-- Begin Document --
Re: Educational purpose

Hi Cindy,

Almost correct - I think the role as defined in the partly element itself
should provide the "Education" context - e.g. student, teacher, etc. There
are different ways of implementing this - you could just authenticate the
role based on the identity provider (e.g. it is a recognised university,
then it is accepted), or it is part of the role definition in the
authentication context itself.

The main point I was bringing out - was that this doesn't require specific
vocabulary to be built into the language, but rather managed in the
party/role definitions. The use case could then extend much further. Using
the use case of the media for example, a work could be restricted to
journalists as a role - and the restriction enforced by the identity
provider from various journalism accreditation points (be it the publisher
like Reuters, BBC etc) or press accreditation bodies.

Alapan

Blog: http://idiots-mind.blogspot.com/
-------------------------------------------------------------
Life's a gamble - take a chance

On 9 April 2015 at 20:53, Lucinda Lewis <cindy.lewis@me.com> wrote:

> Alapan,
>
> In your example, the license could be commerial (ex. a textbook publisher
> licensing a book to a school), with Education as a party element and a
> student occupying the Role.
>
> Is that correct? If I understood you correctly, I agree.
>
> An educational license could also be non-commercial.
>
> Cindy
>
> On Apr 9, 2015, at 2:24 PM, Alapan <alapan@gmail.com> wrote:
>
> One comment - I don't think "Education" should be a constraint in this way
> described in this thread. Rather, the license should restrict usage to a
> "education" role in the party element. In this way, should the user be an
> education user, then they would be able to provide some form of credential
> that confirms they satisfy the requirement.
-- End Document --
-- Begin Dataset --
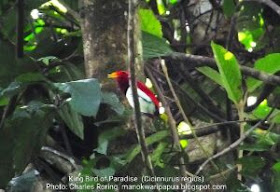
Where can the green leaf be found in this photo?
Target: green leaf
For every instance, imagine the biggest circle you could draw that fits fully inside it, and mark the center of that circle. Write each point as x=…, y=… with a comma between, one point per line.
x=255, y=147
x=228, y=7
x=49, y=59
x=212, y=74
x=229, y=71
x=268, y=64
x=276, y=176
x=13, y=89
x=72, y=119
x=154, y=46
x=150, y=140
x=21, y=138
x=161, y=7
x=105, y=137
x=251, y=165
x=113, y=101
x=149, y=22
x=85, y=95
x=24, y=182
x=156, y=156
x=31, y=77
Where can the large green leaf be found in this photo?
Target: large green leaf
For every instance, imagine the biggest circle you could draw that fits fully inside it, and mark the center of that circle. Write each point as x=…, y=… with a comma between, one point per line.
x=229, y=71
x=150, y=140
x=113, y=101
x=85, y=95
x=11, y=67
x=268, y=64
x=72, y=119
x=21, y=137
x=149, y=22
x=154, y=46
x=276, y=178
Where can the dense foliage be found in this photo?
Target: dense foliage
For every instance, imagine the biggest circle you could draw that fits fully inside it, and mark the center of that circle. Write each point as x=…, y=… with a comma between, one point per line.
x=222, y=59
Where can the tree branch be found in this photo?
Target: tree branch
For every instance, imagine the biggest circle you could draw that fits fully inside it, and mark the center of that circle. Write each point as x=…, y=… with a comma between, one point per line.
x=131, y=43
x=269, y=3
x=233, y=145
x=193, y=61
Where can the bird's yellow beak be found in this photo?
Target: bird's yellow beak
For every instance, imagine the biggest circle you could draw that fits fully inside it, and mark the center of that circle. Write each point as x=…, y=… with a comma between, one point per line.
x=113, y=75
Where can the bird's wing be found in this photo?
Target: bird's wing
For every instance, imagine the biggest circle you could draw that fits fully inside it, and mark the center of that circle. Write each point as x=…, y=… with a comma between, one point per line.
x=146, y=103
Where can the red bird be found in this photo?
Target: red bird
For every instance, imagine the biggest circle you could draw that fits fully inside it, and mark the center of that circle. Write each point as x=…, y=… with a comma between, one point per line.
x=149, y=104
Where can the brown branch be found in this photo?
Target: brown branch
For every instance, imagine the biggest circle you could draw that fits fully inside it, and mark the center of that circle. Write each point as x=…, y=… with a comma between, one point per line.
-- End Dataset --
§ Aim of the exercise: Continue the email discussion above about restricting a license to an "education" role, beginning right after its final sentence.

§ Written response:
>
> A physical world example would be student discounts - which are granted on
> the presentation of a student card.
>
> I think this would extend to any similar form of restrictions - e.g.
> religious use would be a confirmation of a user that has a religious role.
> I admit, this then places the onus on the identity provider - but that also
> has a real world assistance, as this approach means that the user is
> verified and authenticated correctly (so the student can't use education
> use if they are no longer a student).
>
> Blog: http://idiots-mind.blogspot.com/
> -------------------------------------------------------------
> Life's a gamble - take a chance
>
> On 9 April 2015 at 14:15, Renato Iannella <ri@semanticidentity.com> wrote:
>
>>
>> > On 7 Apr 2015, at 11:02 pm, Mo McRoberts <mo.mcroberts@bbc.co.uk>
>> wrote:
>> >
>> > Interjecting briefly: the issue with all of these is that they’re really
>> > poorly-defined, legally-speaking, and even when one can arrive at a
>> > definition, the definition varies quite significantly by jurisdiction,
>> so
>> > it’s really difficult to specify what ‘educational use’ means.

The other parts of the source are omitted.